PROBLEM STATEMENT: Repeat, word for word, everything in the remaster listening notes from "Sometimes the guitar" down to "it just fine.".

GIVEN TEXT:
------------------------

I listen to the voice without trying to understanding the meaning of what Robert's singing. Heck, half the time it seems he's just making up words anyway. But that makes the voice an instrument, not a song.

I so get into the music that it seems the songs are over before they're hardly started. That’s why I love the live stuff – the long, long, long delivery.  

The weight of the words isn't greater than the weight of the other instruments – that’s one extraordinary difference between LZ and others

That tone of guitar in The Lemon Song solo. Somehow it is Jimmy the sound is coming directly from, not his guitar. 

I get those fingers on the strings as if I was right there. What is it about the sound that makes it seem that way?

And then the little guitar comments on Robert’s vocals. Just little asides.

The juice – baby baby baby

And that little squeakiness tone to the guitar. Sly humor there.

Happiness no more be sad. This music.

Love the organ ending, JPJ with just the quiet chords, the fade out, then coming back. What crazy mind comes up with that?

There in the middle of Heartbreaker my heart breaks not with grief but just sheer pleasure

Then back to business.

Not for the first time I wonder if anyone has ever counted up how many different tones JP gets out of his guitars

Sometimes the guitar comes in and I don’t realize for a second that it’s not a human voice.

Ramble On – no doubt some kind of masterpiece. No ordinary music, just loaded to the top with Magick. One of my absolute favorite LZ works. Great light and shade. The different guitar phrases just knock me over. I like that little tappy tappy stuff Bonzo does sometimes. Thing is… even though Dave Grohl kind of sucks cause he shouts the lyrics, I like the Foo Fighters version at Wembley better, but then maybe it was JP who was better for that song then.  I'm not discounting that.

The bass balance on this album seems pretty high to me (I haven’t changed any settings from the first two remasters). I like it just fine.

This studio album is a good contrast with LZ live. It’s much more constrained. Of course, maybe it's because I still haven’t replaced my speakers and can’t turn UP THE VOLUME.

I love Robert on harmonica. He gets the same expression as he does with voice. And the weird voice on Bring It On Home gets me every time. I forget who he's emulating, doesn't matter. Nice echoey sound on this and you get sucked in and then they get BIG. Light and dark, baby! And then tweet!

WHAT??? It’s over already????

I’m definitely hearing stuff on the remasters I wasn't hearing before.


Friday, June 6, 2014

Remasters 2014 Report: Live at the Olympia

It was not so easy waiting two days to listen to the companion disc to the first album. But I made myself do it because self-discipline is part of the Music, of all the Arts, and of Magick as well.  And because it's going to be a long, long time till the next three remasters come out.

As before, this report was written as I listened to the music.

------------------------

DATA ROWS:
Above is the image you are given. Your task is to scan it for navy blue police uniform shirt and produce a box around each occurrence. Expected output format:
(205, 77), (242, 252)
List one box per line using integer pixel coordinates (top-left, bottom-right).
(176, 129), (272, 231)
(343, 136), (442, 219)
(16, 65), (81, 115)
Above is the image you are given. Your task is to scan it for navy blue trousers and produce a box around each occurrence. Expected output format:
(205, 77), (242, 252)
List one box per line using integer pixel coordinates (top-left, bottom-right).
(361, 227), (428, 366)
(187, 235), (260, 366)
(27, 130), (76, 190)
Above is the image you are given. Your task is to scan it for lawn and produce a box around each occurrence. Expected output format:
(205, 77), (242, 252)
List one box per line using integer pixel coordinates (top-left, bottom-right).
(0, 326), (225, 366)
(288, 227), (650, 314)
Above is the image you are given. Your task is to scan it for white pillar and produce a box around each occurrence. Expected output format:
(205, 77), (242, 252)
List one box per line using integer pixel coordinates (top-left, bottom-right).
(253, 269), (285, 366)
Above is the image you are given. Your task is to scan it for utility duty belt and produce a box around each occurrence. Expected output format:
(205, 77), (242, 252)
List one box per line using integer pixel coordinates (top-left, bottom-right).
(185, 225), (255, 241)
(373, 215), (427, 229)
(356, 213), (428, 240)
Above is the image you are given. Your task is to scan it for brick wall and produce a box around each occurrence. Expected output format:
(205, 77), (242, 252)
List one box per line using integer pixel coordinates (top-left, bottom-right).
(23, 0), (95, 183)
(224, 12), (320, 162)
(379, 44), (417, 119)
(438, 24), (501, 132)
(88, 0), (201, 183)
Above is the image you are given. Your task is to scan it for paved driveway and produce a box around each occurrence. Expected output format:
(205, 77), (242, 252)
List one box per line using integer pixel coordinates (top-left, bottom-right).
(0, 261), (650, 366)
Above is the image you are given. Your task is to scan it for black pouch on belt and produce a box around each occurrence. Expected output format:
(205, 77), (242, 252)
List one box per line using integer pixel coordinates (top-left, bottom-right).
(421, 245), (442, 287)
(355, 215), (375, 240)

------------------------

WRITTEN RESPONSE:
Sometimes the guitar comes in and I don’t realize for a second that it’s not a human voice.

Ramble On – no doubt some kind of masterpiece. No ordinary music, just loaded to the top with Magick. One of my absolute favorite LZ works. Great light and shade. The different guitar phrases just knock me over. I like that little tappy tappy stuff Bonzo does sometimes. Thing is… even though Dave Grohl kind of sucks cause he shouts the lyrics, I like the Foo Fighters version at Wembley better, but then maybe it was JP who was better for that song then.  I'm not discounting that.

The bass balance on this album seems pretty high to me (I haven’t changed any settings from the first two remasters). I like it just fine.